◆ **Set exercise A**
From the rows below, pick out every line that contains the string "gravel", treating uppercase and lowercase letters as different.

◆ **Source text**

+++

= Timeline of Tehran =

The following is a timeline of the history of the city of Tehran, Iran.

==Prior to 20th century==

Video shows Tehran during years (Tahmasp Fortification 1550s, Naseri Fortification 1850s, current area and gates of the city)

- 1553 – City wall built.
- 1576 – Golestan Palace completed.
- 1660 – Grand Bazaar reported to be open.
- 1723 – Afghans (Pashtuns) occupy the city.
- 1751 – Takht-e Marmar Iwan built.
- 1759 – Khalvat-e Karim Khani built (approximate date).
- 1785 – Town besieged by the forces of Agha Mohammad Khan Qajar.
- 1786 – Agha Mohammad Khan Qajar moves Iran's capital from Sari to Tehran.
- 1790 – Qajar Palace built (later became Qasr Prison).
- 1796 – Population: less than 15,000.
- 1807 – Negarestan Palace built
- 1810–25 – Construction of the Shah Mosque.
- 1829 – 11 February: Russian embassy attacked; Alexander Griboyedov and others killed.
- 1834 – Ali Mirza Zel as-Soltan in power.
- 1835 – Mohammad Shah Qajar in power.
- 1837 – Kaghaz-e Akhbar (newspaper) begins publication.
- 1850 – Sahebgharaniyeh Palace built.
- 1851 – Dar al-Fonun (school) founded.
- 1861 – 1 March: Unrest.
- 1865 – Golestan Palace rebuilt.
- 1867
  - Shams-ol-Emareh built
  - Toopkhaneh Square built
- 1868 – Takyeh Dowlat built
- 1869
  - City expanded by Naser al-Din Shah Qajar.
  - Population: 155,000.
- 1872 – Jolfa–Tabriz–Tehran telegraph begins operating (approximate date).
- 1873
  - City wall rebuilt.
  - Laleh-Zar Street built
  - Museum founded by Naser al-Din Shah.
- 1881 – Baharestan Palace built.
- 1883
  - Abyaze Palace built.
  - Ruby Palace built
- 1888 – Tehran–Rey Railway begins operating.
- 1889 – Imperial Bank of Persia headquartered in Tehran.

+++

◆ **Given records**
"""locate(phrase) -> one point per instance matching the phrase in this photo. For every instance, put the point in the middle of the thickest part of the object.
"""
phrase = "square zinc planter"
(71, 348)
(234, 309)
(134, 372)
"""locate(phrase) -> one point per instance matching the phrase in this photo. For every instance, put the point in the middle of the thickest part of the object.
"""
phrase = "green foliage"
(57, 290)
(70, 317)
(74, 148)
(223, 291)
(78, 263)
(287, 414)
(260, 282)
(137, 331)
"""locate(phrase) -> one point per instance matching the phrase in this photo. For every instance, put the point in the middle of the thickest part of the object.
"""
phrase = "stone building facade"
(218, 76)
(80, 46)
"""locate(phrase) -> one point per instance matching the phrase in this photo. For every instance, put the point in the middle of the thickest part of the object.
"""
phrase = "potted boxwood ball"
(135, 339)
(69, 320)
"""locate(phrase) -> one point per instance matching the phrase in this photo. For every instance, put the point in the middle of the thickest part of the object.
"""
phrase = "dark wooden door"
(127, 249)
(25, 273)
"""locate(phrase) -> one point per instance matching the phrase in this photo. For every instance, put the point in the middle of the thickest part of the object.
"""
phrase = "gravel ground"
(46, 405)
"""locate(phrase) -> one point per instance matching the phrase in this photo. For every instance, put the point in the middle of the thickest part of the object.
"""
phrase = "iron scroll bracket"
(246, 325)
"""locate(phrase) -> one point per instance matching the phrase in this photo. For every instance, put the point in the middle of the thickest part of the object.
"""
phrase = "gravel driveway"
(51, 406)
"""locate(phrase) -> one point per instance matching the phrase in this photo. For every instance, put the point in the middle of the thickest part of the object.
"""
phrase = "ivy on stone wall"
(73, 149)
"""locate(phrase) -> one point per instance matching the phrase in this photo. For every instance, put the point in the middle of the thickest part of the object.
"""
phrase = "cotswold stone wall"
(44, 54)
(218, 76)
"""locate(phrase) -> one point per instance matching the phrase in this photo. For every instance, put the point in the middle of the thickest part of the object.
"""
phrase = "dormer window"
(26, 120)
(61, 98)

+++

◆ **Set exercise B**
Translate this sentence from the Tehran timeline into Spanish: "The following is a timeline of the history of the city of Tehran, Iran."

◆ **Final result A**
phrase = "gravel ground"
phrase = "gravel driveway"

◆ **Final result B**
Lo que sigue es una cronología de la historia de la ciudad de Teherán, Irán.